■ TASK DESCRIPTION ■
Reproduce everything from the start of the data down to the line containing "[109, 210, 1166, 377]", both ends included, word for word. Leave the pictures out.
== == ==
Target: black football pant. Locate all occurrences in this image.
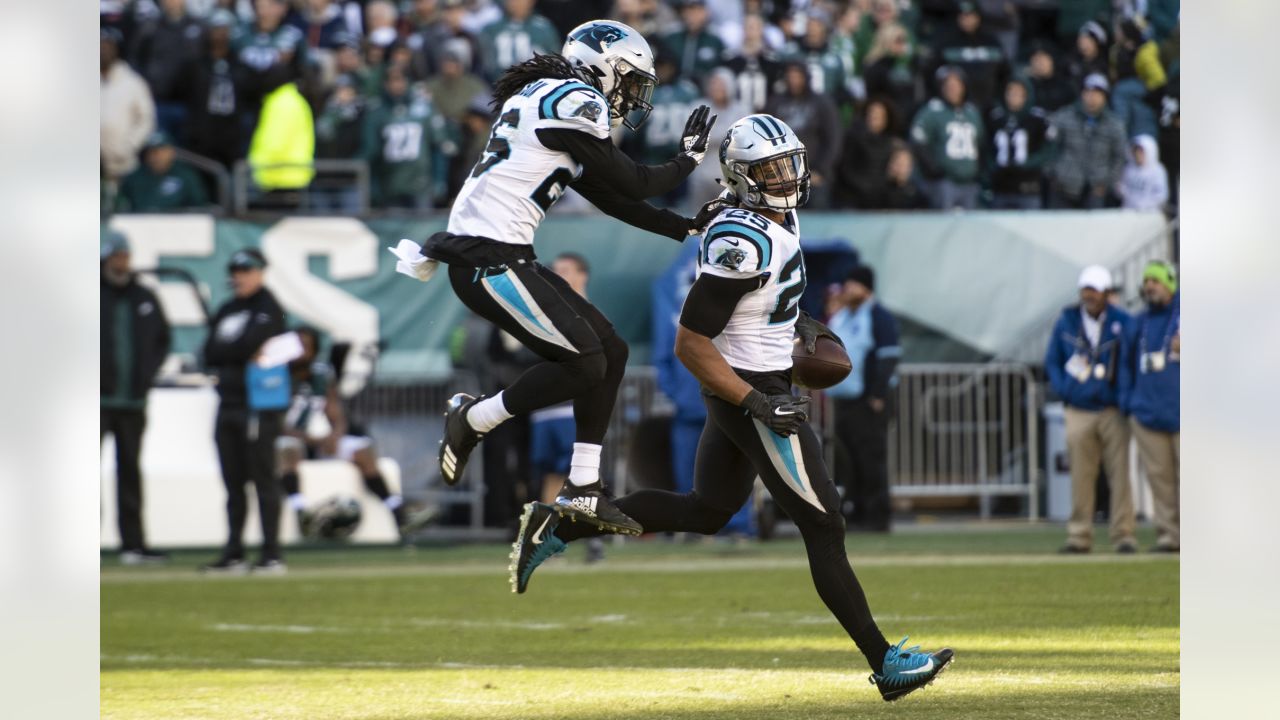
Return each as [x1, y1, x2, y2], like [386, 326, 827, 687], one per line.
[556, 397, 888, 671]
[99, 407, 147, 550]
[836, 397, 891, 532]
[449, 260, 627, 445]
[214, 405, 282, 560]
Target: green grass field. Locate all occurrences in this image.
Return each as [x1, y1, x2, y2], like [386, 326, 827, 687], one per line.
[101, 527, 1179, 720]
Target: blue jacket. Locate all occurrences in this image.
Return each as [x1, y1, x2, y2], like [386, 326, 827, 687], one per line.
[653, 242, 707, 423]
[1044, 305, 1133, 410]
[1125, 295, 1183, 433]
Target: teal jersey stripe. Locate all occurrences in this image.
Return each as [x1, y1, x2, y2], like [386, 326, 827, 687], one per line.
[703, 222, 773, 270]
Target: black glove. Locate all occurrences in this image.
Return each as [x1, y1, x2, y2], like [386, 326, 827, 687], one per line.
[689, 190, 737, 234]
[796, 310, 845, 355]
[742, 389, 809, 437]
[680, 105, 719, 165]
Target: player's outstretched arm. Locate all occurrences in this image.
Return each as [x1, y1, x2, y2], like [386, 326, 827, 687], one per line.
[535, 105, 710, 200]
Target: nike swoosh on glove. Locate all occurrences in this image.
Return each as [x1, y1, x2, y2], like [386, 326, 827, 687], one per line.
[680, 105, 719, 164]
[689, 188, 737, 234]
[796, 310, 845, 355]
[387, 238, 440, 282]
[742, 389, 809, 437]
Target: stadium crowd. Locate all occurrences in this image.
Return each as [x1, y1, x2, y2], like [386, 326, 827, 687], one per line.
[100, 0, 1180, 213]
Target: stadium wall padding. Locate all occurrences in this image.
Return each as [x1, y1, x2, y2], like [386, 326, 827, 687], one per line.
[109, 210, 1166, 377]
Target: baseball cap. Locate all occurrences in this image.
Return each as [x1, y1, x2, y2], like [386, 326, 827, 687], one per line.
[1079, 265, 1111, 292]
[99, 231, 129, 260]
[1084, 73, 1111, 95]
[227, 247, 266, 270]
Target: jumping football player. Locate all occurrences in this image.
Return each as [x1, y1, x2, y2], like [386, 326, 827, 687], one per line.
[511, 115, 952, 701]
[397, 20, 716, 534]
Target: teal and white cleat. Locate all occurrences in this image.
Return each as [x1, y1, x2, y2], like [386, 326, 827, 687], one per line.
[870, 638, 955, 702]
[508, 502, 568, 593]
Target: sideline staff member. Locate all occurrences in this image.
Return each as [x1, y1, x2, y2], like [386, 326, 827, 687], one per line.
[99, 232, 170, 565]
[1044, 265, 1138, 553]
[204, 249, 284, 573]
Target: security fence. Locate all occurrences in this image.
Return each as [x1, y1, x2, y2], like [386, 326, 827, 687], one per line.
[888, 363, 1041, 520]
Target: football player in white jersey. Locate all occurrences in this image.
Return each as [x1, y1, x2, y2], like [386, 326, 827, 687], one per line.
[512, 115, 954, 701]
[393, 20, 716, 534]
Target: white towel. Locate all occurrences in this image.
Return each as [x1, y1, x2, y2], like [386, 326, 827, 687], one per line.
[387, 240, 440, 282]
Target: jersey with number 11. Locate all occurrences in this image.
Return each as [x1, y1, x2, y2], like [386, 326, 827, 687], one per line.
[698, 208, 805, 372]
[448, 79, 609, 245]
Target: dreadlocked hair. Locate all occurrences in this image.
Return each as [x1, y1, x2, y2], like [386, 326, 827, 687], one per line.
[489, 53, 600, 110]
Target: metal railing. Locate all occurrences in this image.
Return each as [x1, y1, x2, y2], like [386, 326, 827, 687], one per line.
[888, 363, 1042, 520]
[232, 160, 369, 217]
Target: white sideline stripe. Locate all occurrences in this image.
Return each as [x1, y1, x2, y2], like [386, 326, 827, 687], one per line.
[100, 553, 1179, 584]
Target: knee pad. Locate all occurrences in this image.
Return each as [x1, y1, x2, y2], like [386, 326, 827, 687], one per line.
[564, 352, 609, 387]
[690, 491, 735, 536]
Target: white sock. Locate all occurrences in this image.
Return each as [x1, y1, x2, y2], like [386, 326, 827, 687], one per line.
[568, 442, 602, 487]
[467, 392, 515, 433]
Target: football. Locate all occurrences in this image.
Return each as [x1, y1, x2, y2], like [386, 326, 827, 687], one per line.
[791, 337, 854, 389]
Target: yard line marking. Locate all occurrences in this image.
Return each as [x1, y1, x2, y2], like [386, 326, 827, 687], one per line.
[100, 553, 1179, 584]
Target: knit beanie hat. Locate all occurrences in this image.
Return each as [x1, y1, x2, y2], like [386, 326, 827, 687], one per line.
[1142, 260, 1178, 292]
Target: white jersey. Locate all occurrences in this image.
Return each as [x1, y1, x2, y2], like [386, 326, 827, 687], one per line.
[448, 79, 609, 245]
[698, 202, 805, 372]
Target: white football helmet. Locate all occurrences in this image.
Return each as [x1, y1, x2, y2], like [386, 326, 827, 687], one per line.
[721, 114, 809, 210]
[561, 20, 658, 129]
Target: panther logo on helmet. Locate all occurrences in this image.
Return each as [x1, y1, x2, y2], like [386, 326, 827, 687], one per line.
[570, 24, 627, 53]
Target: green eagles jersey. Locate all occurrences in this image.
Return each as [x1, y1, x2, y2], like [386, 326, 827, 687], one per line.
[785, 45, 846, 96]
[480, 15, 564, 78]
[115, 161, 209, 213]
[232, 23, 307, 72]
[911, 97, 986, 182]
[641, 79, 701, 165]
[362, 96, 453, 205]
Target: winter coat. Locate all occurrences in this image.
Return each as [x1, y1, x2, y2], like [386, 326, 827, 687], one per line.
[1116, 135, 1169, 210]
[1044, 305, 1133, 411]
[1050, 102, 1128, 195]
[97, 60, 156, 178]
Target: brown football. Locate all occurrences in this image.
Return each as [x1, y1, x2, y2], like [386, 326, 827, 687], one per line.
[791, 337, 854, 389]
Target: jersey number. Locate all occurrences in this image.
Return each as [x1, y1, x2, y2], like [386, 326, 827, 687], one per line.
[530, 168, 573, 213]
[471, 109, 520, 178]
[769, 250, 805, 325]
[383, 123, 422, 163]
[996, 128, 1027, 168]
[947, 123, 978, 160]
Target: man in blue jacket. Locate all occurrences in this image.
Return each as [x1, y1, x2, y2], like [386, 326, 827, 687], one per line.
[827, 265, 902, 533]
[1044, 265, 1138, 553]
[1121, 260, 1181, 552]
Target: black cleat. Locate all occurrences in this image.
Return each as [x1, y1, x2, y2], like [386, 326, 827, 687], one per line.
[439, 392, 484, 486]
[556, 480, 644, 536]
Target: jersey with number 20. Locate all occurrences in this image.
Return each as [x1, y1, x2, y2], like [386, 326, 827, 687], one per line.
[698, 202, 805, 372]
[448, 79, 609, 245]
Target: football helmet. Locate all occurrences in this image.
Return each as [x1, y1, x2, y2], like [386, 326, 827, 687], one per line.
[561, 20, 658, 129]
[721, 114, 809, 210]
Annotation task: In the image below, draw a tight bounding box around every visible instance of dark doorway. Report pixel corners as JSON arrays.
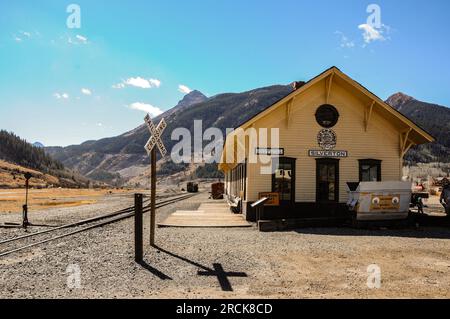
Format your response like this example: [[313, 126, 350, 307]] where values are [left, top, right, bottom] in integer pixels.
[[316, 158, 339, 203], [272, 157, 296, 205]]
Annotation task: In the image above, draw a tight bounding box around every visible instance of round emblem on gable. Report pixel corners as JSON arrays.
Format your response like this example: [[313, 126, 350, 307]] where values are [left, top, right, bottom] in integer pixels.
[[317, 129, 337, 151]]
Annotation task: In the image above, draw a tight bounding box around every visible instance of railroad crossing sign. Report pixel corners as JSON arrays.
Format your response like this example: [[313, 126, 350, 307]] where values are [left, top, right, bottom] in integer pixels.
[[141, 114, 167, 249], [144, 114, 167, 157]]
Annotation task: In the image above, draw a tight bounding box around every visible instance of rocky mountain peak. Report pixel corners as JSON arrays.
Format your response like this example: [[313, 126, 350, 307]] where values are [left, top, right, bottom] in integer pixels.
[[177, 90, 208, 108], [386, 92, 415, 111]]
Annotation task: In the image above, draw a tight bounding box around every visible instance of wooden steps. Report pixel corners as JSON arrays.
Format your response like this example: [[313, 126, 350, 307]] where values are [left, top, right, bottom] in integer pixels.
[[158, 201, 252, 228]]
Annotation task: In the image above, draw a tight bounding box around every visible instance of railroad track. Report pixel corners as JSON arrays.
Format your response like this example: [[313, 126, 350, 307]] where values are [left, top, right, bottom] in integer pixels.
== == ==
■ ANSWER TO THIS EXERCISE ■
Target: black football pant. Locate all occurrences in this image.
Return each as [x1, y1, x2, y2], like [386, 326, 827, 687], one per line.
[556, 397, 888, 671]
[99, 407, 147, 550]
[836, 397, 891, 532]
[449, 260, 627, 445]
[214, 405, 282, 560]
Target: green grass field. Locate all occurrences in this image.
Return each as [x1, y1, x2, y2], like [386, 326, 827, 687], one per line.
[101, 527, 1179, 720]
Target: blue jacket. Locate all occurrences in this image.
Return each as [x1, y1, x2, y2], like [386, 326, 827, 687], one per line.
[653, 242, 707, 423]
[1044, 305, 1133, 410]
[1125, 295, 1183, 433]
Target: teal jersey stripe. Locate all occurrences in this image.
Return each as [x1, y1, x2, y2], like [386, 326, 827, 687], one per line.
[703, 222, 773, 270]
Target: black glove. Locate all occurrences in this image.
Return each as [x1, y1, x2, y2], like [386, 326, 827, 687], one per line.
[689, 190, 737, 234]
[796, 310, 845, 355]
[742, 389, 809, 437]
[680, 105, 719, 165]
Target: player's outstretched arm. Locate all occurrences in this image.
Return each as [x1, y1, x2, y2], like [386, 326, 827, 687], one per line.
[535, 105, 710, 200]
Target: nike swoosh on glove. Locate all occurrences in this image.
Return each as [x1, y1, x2, y2], like [386, 326, 827, 687], one per line.
[680, 105, 719, 164]
[689, 188, 737, 234]
[796, 310, 845, 355]
[387, 238, 440, 282]
[742, 389, 809, 437]
Target: stadium crowd. Locate all occurrences in this image.
Return each as [x1, y1, x2, y2], like [386, 326, 827, 687], one per line.
[100, 0, 1180, 213]
Target: stadium wall padding. Locate all occurrences in this image.
Return each as [x1, y1, x2, y2], like [386, 326, 827, 687], one per line.
[109, 210, 1166, 377]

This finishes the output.